Work instructions:
a – In the COP26 breakfast post, how long did the breakfast and talk last?
b – Output the passage of the COP26 breakfast post word for word, starting with "Philippa Robers giving" and going on through "new environment bill.".
c – Write the next part of the COP26 breakfast post, picking up right after its last sentence.

Document section:
● ● ● ● ● ● ●
Philippa Robers giving a talk on the U.K’s new environment bill and COP26
At Binit, we go beyond the bin. Sometimes that means treating our customers to free breakfast (Trust me, it’s not a bribe!) in an effort to inspire and educate. At this breakfast event, we talked about COP26 and the U.K’s new environment bill.
Our customers learned a fair bit about the intricacies of COP26. Philippa spoke extensively around the U.K’s environment bill, and of course, many croissants were eaten. How then, did we influence our customers from a one-hour breakfast and talk? Well, let’s first tell you what we told them:
The Climate Change Conference of Parties (or COP) is an event bringing together heads of state, climate experts, campaigners, scientists and many other influential people to bring about real change in the global economy. But you already knew that (well, maybe not what COP stands for but, still.)
● ● ● ● ● ● ●
Source material:
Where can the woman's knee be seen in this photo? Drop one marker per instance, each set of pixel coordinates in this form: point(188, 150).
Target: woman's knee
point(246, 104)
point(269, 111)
● ● ● ● ● ● ●
In response:
a – One hour.

b –
Philippa Robers giving a talk on the U.K’s new environment bill and COP26
At Binit, we go beyond the bin. Sometimes that means treating our customers to free breakfast (Trust me, it’s not a bribe!) in an effort to inspire and educate. At this breakfast event, we talked about COP26 and the U.K’s new environment bill.

c –
The bad news:
What you might not know, is that even if all the promises made were met within the set timeframe, we’re still not on track to keep warming below 1.5 degrees. What’s worse, many of the promises made were based on the development of technology that doesn’t even exist yet! That includes carbon capture technology. Other targets set have no requirement to begin actioning change until man-years down the line. For example, One of Brazil’s environment ministers said: “There’s a very good reason Bolsonaro felt comfortable signing on to this new deal. It allows another decade of forest destruction and isn’t binding.” The Amazon makes up half the worlds rainforest, and 60% of it is in Brazil.
Things aren’t better closer to home, as the U.K’s biodiversity has decreased by 50%. That’s the worst in Europe! But before you accuse us of giving a talk that might as well be a eulogy to ourselves, we did in fact share some redeeming news.
The good news:
Over 100 countries agreed to cut methane emissions by 30% before 2030. Methane has 80X the warming power of C02. It’s a brilliant way to get ahead of the curve in the fight against time. However, Carbon Dioxide lasts longer in the atmosphere. This means methane is a quick fix, not the solution.
In the spirit of positivity, it’s also humbling to know that an overwhelming number of businesses, trade groups and financial institutions made significant climate pledges too. This includes sectors where cutting emissions is particularly difficult, like the concrete industry. The Global Concrete and Cement Association committed to cut their emissions by a quarter this decade and reach net zero by 2050.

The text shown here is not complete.